= Document excerpt =

With the heat of the moment, the law concedes the sad reality of bourgeois society: it takes a certain amount of willpower to endure the restrictions imposed by others. The calculating will, however, which is otherwise very popular, is considered to be quite evil when it breaks the law. Likewise, money, the thing everybody acknowledges they want and must have, is suddenly considered a “low motive” (greed!) from the point of view of the law, that is, when and because it is not acquired in the recognized way by the property system, by exploiting or allowing oneself to be exploited.

The harshest punishments, however, are meted out to those whose act does not reveal any purpose that indicates the usual forms of pursuing benefits (the presiding judge: “The woman was senselessly (!) beaten to death”); such an offense is radically subsumed under the motive “for the sake of breaking the law,” a motive that only a lawyer could come up with – after all, he always practices the fiction that crimes are committed for the sake of violating the law. Measured by this, the average property delinquent still attests that his act has at least set out from the normal cost-benefit calculation.

= Source material =
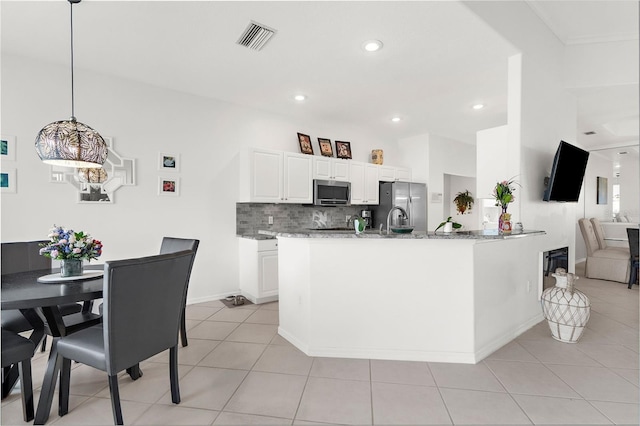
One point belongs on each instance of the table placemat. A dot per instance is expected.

= Exercise directions =
Rewrite the passage on criminal motives from "With the heat" up to and including "to be exploited.", putting "self-control" in place of "willpower". The lines are separate material, unconnected to the passage on criminal motives.

= Your response =
With the heat of the moment, the law concedes the sad reality of bourgeois society: it takes a certain amount of self-control to endure the restrictions imposed by others. The calculating will, however, which is otherwise very popular, is considered to be quite evil when it breaks the law. Likewise, money, the thing everybody acknowledges they want and must have, is suddenly considered a “low motive” (greed!) from the point of view of the law, that is, when and because it is not acquired in the recognized way by the property system, by exploiting or allowing oneself to be exploited.